Al-20Zn Alloy Reinforced with Recycled Steel Machining Chips

By Chinmay SarafReviewed by Susha Cheriyedath, M.Sc.Feb 23 2022

In a recent study published in the journal Material Today Proceedings, researchers from Nigeria studied the properties of an Al-20Zn Alloy developed with steel machining chips for aerospace and automobile applications.

Study: Mechanical and damping behavior of Al-20Zn based composites reinforced with recycled steel particles. Image Credit: oneSHUTTER oneMEMORY/Shutterstock.com

Advanced Materials for Industrial Application

Advanced structural materials for aerospace and automotive applications are an area of focus for researchers because of cost and sustainability factors. Additionally, the application of advanced materials in structures reduces greenhouse gas emissions due to a variety of factors. Metallic materials such as aluminum, magnesium, and titanium are commonly used to develop advanced structural materials for aerospace and automotive applications.

Due to the low cost of production and high volume of availability, Al is widely used in these industries. In addition to this, Al has high strength, toughness, and damping properties that are often critical for efficient and safe service performance in aircraft and automobiles. Al mixed with other materials results in the development of aluminum matrix composites (AMCs) that is commonly used.

In the present study, the properties of the Al-20Zn alloy reinforced with recycled steel machining chips have been studied in detail for industrial applications.

Methodology

Steel chips were obtained by researchers through a drilling operation on medium carbon steel and used as reinforcements for the samples. The mass required for Al, Zn, and steel particles was determined using charge calculation, which was based on variables such as volume of the mold cavity and shrinkage allowance. Further, the samples were cast in the gas-fired furnace at 700 ^oC to develop AMC.

Three different samples were prepared: pure Al-20Zn alloy, Al-20Zn matrix with 6% steel particles, and Al-20Zn matrix with 8% steel particles as reinforcements.

▶ Supplied material
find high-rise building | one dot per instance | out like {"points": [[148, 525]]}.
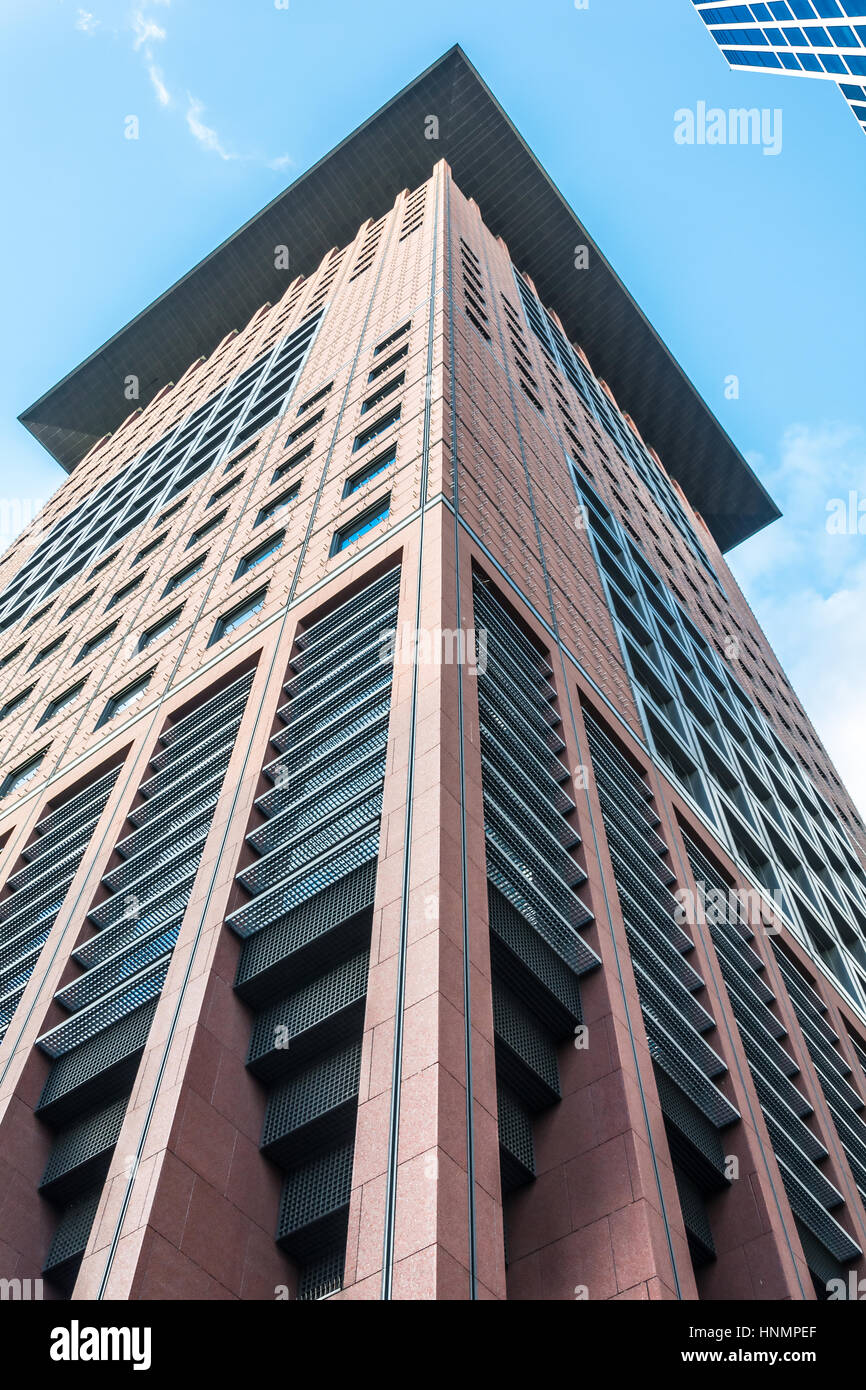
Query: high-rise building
{"points": [[806, 38], [420, 880]]}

▶ Brief
Resume the article on the Al-20Zn alloy reinforced with recycled steel chips, picking up right after its last sentence.

▶ Response to this exercise
The hardness of the composites was determined using the Vickers hardness testing machine. A universal testing machine was used to evaluate the tensile properties of the composites. The circumferential notch sample tensile testing method was used to assess the fracture toughness of composites. The damping properties tests were carried out on a dynamic mechanical analyzer in a three-point bending mode, and microstructural analysis was conducted using a scanning electron microscope (SEM) system.

Results

The micrographs of the Al-20Zn-based composites and Al-20Zn alloy based on SEM showed that the reinforcing particles were visible and delineated in Al-20Zn composites.

The hardness values increased when steel particles were added to the Al20Zn alloy. The addition of 6% and 8% steel particles to Al-20Zn resulted in a 45% and 74% hardness improvement, respectively. The reason for the increment in hardness is the higher volume fraction of steel substitutes in the Al-Zn matrix. Furthermore, the steel particles aid in hardening by hard barriers to dislocation motion. 

The universal tensile strength (UTS) increased as the weight percent of steel particles increased. Compared to the unreinforced Al-20Zn alloy, the addition of 6% and 8% steel particles as reinforcements in the Al-20Zn resulted in a 9% and 18% increment in UTS. The increased strength can be attributed to several strengthening mechanisms associated with the interaction of steel particles with aluminum.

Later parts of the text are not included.